:: Exercise requirements ::
Please rewrite the rows below as a numbered list, leaving out blank lines and pictures. Begin at the start of the rows and stop after the line that contains "[396,300,442,317]".

:: Records ::
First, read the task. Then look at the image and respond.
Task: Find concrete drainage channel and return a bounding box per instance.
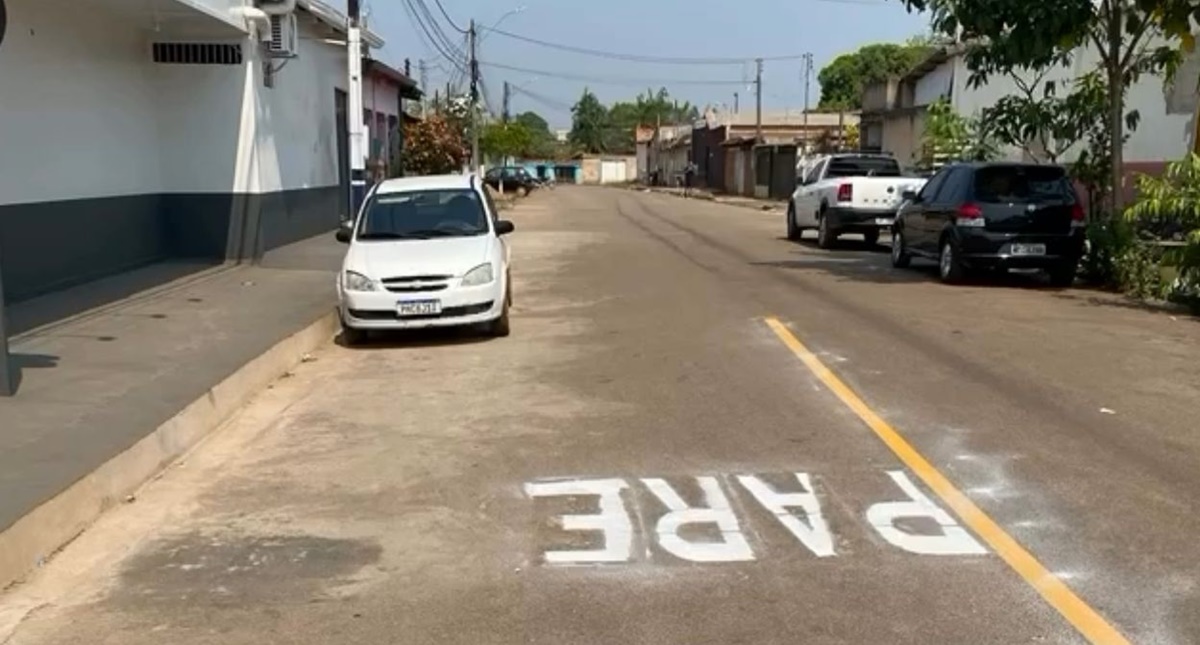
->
[0,313,337,590]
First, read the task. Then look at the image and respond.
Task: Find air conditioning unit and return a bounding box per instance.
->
[263,13,299,59]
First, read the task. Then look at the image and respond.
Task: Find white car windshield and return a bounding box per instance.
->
[358,188,488,240]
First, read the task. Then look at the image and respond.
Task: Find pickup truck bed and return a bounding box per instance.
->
[787,155,925,248]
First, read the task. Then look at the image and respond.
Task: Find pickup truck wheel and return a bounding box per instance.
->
[892,230,912,269]
[817,213,838,248]
[787,204,804,242]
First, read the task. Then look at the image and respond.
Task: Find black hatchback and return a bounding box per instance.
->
[892,163,1086,287]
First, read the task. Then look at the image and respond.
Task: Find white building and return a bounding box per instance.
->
[0,0,398,299]
[860,44,1200,174]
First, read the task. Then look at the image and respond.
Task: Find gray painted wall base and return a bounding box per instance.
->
[0,257,17,397]
[0,186,344,299]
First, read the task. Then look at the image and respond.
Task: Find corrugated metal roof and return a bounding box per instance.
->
[713,110,858,127]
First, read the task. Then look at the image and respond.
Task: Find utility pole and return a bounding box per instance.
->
[416,59,437,119]
[754,59,762,143]
[467,18,481,173]
[0,252,17,397]
[804,53,812,152]
[503,80,512,123]
[346,0,367,219]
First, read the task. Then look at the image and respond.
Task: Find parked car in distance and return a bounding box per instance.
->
[484,165,539,195]
[787,153,925,248]
[892,163,1086,287]
[337,170,514,344]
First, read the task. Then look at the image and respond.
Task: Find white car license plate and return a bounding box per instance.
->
[1009,245,1046,255]
[396,300,442,317]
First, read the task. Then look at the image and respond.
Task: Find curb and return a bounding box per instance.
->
[0,313,337,590]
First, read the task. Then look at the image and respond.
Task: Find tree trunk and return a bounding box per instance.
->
[1105,2,1124,218]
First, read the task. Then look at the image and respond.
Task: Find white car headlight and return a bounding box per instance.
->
[342,271,379,291]
[462,263,496,287]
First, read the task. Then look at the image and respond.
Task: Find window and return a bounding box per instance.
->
[804,159,829,183]
[358,188,488,240]
[481,186,500,224]
[973,165,1075,204]
[151,42,242,65]
[936,168,971,203]
[917,168,950,203]
[826,157,900,179]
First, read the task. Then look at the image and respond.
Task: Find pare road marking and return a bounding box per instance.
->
[524,470,988,565]
[766,318,1129,645]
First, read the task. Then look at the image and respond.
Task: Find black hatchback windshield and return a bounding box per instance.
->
[359,188,487,240]
[974,165,1075,204]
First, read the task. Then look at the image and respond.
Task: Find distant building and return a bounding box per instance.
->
[859,44,1200,201]
[0,0,403,299]
[691,109,859,193]
[362,58,421,179]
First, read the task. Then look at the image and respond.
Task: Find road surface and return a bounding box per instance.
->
[0,187,1200,645]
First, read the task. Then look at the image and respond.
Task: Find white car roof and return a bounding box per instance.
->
[376,175,478,194]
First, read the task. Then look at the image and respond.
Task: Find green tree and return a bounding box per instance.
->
[568,89,612,153]
[403,113,467,175]
[512,111,558,158]
[479,121,533,158]
[608,88,700,152]
[901,0,1180,216]
[512,111,554,138]
[817,38,930,110]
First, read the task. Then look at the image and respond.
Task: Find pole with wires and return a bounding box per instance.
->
[0,249,17,397]
[804,54,812,153]
[500,80,512,123]
[416,59,436,119]
[346,0,367,219]
[754,59,762,143]
[467,19,481,173]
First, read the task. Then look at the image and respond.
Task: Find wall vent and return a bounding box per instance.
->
[154,42,242,65]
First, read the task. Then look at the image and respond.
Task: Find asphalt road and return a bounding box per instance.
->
[7,187,1200,645]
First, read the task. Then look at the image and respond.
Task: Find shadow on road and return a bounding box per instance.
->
[0,354,59,394]
[335,327,493,350]
[751,237,1080,293]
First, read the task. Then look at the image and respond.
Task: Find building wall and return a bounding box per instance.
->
[0,0,346,300]
[0,0,168,299]
[914,48,1200,163]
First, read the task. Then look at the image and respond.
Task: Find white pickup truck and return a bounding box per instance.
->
[787,153,925,248]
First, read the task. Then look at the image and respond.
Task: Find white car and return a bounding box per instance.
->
[337,170,514,344]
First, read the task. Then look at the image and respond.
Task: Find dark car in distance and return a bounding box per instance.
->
[892,162,1086,287]
[484,165,539,195]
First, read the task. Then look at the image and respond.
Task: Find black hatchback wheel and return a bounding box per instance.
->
[892,229,912,269]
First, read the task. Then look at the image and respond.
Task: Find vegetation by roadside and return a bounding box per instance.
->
[900,0,1200,313]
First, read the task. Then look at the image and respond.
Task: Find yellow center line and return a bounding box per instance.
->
[767,318,1129,645]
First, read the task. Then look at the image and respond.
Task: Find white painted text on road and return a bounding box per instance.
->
[524,470,988,565]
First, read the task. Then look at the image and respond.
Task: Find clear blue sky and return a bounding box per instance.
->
[348,0,926,127]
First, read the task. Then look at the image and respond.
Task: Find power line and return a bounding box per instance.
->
[433,0,467,34]
[509,85,571,111]
[408,0,462,54]
[485,26,811,65]
[479,61,746,86]
[402,0,463,70]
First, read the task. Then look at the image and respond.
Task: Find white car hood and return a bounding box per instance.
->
[344,235,492,279]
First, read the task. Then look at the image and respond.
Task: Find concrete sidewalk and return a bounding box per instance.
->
[0,233,344,546]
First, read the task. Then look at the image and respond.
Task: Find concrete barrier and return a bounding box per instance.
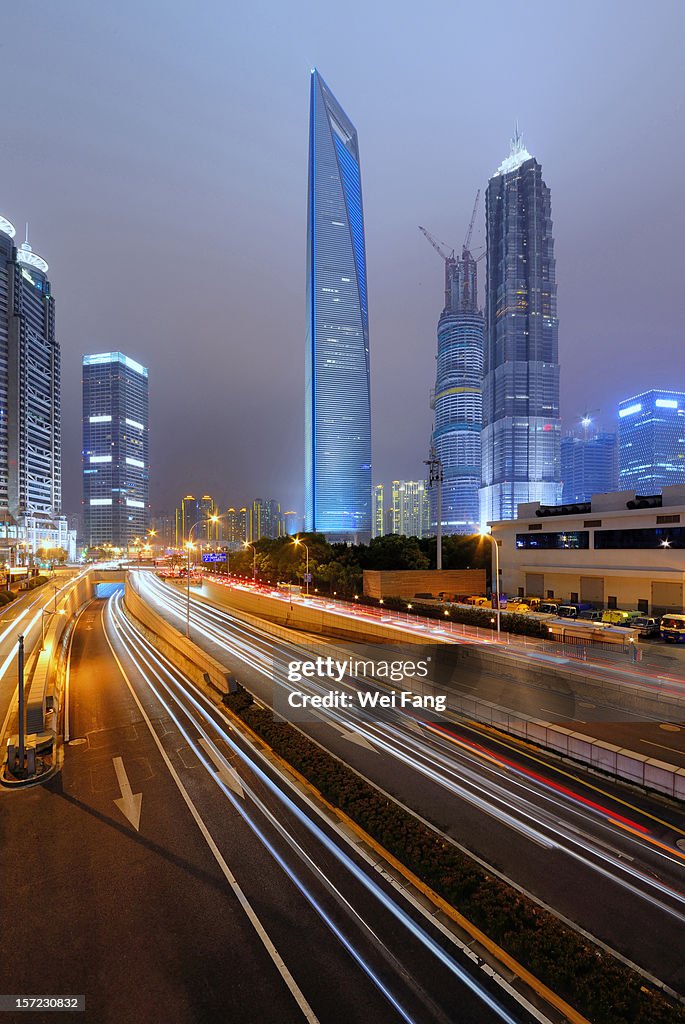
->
[124,574,232,693]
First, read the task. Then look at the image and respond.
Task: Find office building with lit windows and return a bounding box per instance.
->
[561,432,618,505]
[480,131,561,523]
[304,71,372,542]
[82,352,149,548]
[390,480,430,538]
[618,389,685,495]
[0,217,75,565]
[372,483,385,537]
[430,209,485,534]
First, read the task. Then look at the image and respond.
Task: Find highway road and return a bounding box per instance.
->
[139,573,685,991]
[0,599,532,1024]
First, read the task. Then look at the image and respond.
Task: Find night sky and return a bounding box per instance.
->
[0,0,685,520]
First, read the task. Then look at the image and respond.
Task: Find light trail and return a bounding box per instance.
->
[108,595,516,1024]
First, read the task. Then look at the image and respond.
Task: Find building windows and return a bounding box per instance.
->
[516,529,590,551]
[595,526,685,550]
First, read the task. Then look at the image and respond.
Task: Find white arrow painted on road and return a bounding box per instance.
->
[112,758,142,831]
[198,736,245,800]
[335,725,378,754]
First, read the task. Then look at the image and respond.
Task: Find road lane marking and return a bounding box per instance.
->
[112,758,142,831]
[198,736,245,800]
[104,602,319,1024]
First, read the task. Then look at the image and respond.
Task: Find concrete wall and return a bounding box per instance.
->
[363,569,485,600]
[124,577,235,693]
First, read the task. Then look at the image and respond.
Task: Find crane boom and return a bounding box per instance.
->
[463,188,480,251]
[419,224,455,260]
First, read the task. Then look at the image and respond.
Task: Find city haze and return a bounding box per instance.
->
[0,0,685,511]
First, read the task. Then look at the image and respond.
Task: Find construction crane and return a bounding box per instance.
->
[462,188,480,259]
[419,224,457,309]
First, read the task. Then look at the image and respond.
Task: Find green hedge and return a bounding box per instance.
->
[223,687,685,1024]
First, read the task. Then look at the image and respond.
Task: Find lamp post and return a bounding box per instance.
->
[185,515,222,639]
[293,537,309,597]
[243,541,257,583]
[480,529,502,640]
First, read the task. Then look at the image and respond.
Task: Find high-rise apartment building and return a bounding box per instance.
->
[249,498,283,541]
[283,512,300,537]
[423,210,484,534]
[390,480,430,538]
[0,217,68,562]
[223,506,248,547]
[480,131,561,523]
[372,483,385,537]
[82,352,149,548]
[561,433,618,505]
[618,389,685,495]
[175,495,201,548]
[304,71,372,541]
[196,495,222,544]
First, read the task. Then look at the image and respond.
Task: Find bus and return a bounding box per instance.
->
[660,611,685,643]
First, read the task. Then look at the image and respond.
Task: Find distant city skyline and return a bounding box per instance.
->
[0,0,685,510]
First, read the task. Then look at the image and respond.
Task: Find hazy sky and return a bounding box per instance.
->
[0,0,685,511]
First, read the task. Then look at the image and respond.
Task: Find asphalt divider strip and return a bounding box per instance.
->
[216,706,592,1024]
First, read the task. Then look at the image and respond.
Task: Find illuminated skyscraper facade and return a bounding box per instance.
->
[430,232,484,536]
[82,352,148,548]
[304,71,372,541]
[0,217,63,561]
[480,132,561,523]
[618,390,685,495]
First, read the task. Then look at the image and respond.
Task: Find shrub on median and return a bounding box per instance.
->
[223,687,685,1024]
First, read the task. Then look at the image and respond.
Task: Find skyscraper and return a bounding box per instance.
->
[561,433,618,505]
[83,352,149,548]
[618,389,685,495]
[372,483,385,537]
[304,71,372,541]
[0,217,70,561]
[390,480,430,538]
[480,130,561,522]
[429,208,484,534]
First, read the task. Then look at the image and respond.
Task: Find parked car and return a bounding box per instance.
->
[557,601,591,618]
[631,615,660,638]
[602,608,641,626]
[660,612,685,643]
[577,608,602,623]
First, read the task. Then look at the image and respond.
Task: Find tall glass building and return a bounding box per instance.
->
[430,235,484,536]
[304,71,372,542]
[618,390,685,495]
[0,217,72,563]
[561,433,618,505]
[82,352,149,548]
[480,131,561,523]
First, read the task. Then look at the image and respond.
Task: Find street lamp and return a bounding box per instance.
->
[293,537,309,597]
[480,529,502,640]
[243,541,257,583]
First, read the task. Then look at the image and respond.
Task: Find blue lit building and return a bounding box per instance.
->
[0,217,75,564]
[561,433,618,505]
[82,352,149,548]
[618,390,685,495]
[480,131,561,523]
[304,71,372,542]
[430,234,484,536]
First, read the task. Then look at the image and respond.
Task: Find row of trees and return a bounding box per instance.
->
[211,534,490,598]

:: Result of the task ::
1. First, read the task. Then look at the image and respond.
2. Task: Find concrete drainage channel and return a bounding box per instance.
3. ->
4. [0,313,337,590]
5. First, read the task. Then look at the image and respond.
6. Task: Find air conditioning unit and return a bounding box per instance.
7. ->
8. [263,13,299,59]
9. First, read the task. Then look at the image and respond.
10. Task: Find white car windshield and return a bounding box per instance.
11. ->
12. [358,188,488,240]
13. First, read the task. Then look at the image and respond.
14. Task: Find pickup truck bed and return a bounding box per instance.
15. ->
16. [787,155,925,248]
17. First, read the task. Then look at the image and respond.
18. Task: Find pickup truck wheel and return a bounding box per instance.
19. ->
20. [892,230,912,269]
21. [817,213,838,248]
22. [787,204,804,242]
23. First, read the task. Then look at the image and respond.
24. Task: Find black hatchback and return a bounding box per instance.
25. ->
26. [892,163,1086,287]
27. First, read the task. Then look at the image and respond.
28. Task: Find white building and return a bounding box per instance.
29. ->
30. [0,0,398,299]
31. [860,44,1200,174]
32. First, read the task. Then look at the image and respond.
33. Task: Find gray painted wall base and return a bounding box per instance.
34. ->
35. [0,257,17,397]
36. [0,186,344,299]
37. First, read the task. Then look at the image and respond.
38. Task: Find corrugated metal roof and return a bounding box per instance.
39. ->
40. [713,110,858,127]
41. First, read the task. Then look at the image and respond.
42. Task: Find utility pole and return a bounding box per instance.
43. ->
44. [416,59,437,119]
45. [754,59,762,143]
46. [467,18,481,173]
47. [0,252,17,397]
48. [804,53,812,152]
49. [503,80,512,123]
50. [346,0,367,219]
51. First, read the task. Then look at the image and respond.
52. Task: Find parked car in distance and return a bounding box per instance.
53. ->
54. [484,165,539,195]
55. [787,153,925,248]
56. [892,163,1086,287]
57. [337,170,514,344]
58. First, read the task. Then look at the image and respond.
59. Task: Find white car license plate and return a bounding box per instance.
60. ->
61. [1009,245,1046,255]
62. [396,300,442,317]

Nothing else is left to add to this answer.